→ **Problem to solve**
Repeat everything in the data below from the line containing "query | palm tree" down to the end of the data, including that first line, with nothing changed.

— begin The data —

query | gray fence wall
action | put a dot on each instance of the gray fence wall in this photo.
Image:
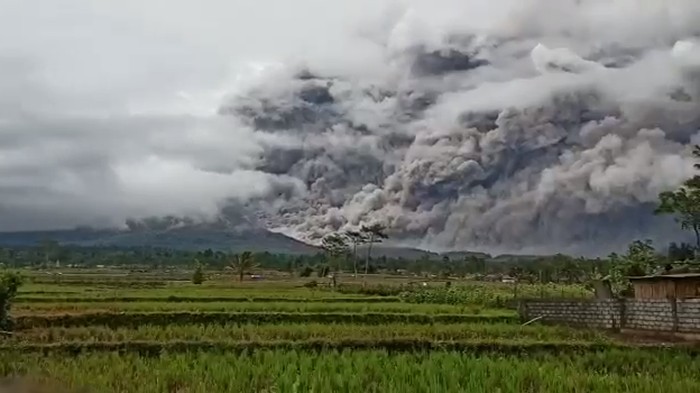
(681, 316)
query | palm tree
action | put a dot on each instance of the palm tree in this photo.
(336, 247)
(356, 238)
(373, 234)
(242, 263)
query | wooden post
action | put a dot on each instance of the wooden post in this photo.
(674, 313)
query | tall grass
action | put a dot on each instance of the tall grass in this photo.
(363, 371)
(299, 307)
(296, 332)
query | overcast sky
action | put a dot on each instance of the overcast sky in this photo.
(108, 108)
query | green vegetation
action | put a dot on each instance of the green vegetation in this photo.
(9, 285)
(363, 371)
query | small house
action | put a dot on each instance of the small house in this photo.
(669, 286)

— end The data —

→ **Exercise response**
query | palm tree
action | put a dot on each instance of the palm tree in this photo.
(336, 247)
(356, 238)
(373, 234)
(242, 263)
query | wooden post
action | put a dot on each instance of the wooden post in this photo.
(674, 313)
query | tall grass
action | put a dot on each instance of the tall grass in this photo.
(363, 371)
(299, 307)
(296, 332)
query | overcast sky
action | put a dot on each instance of the overcast sky in this photo.
(108, 108)
query | green vegetation
action | put a dot on each instance of the green vegetation in this photo.
(9, 285)
(363, 371)
query | small house
action | put a dot on each instance of the small house in this photo.
(669, 286)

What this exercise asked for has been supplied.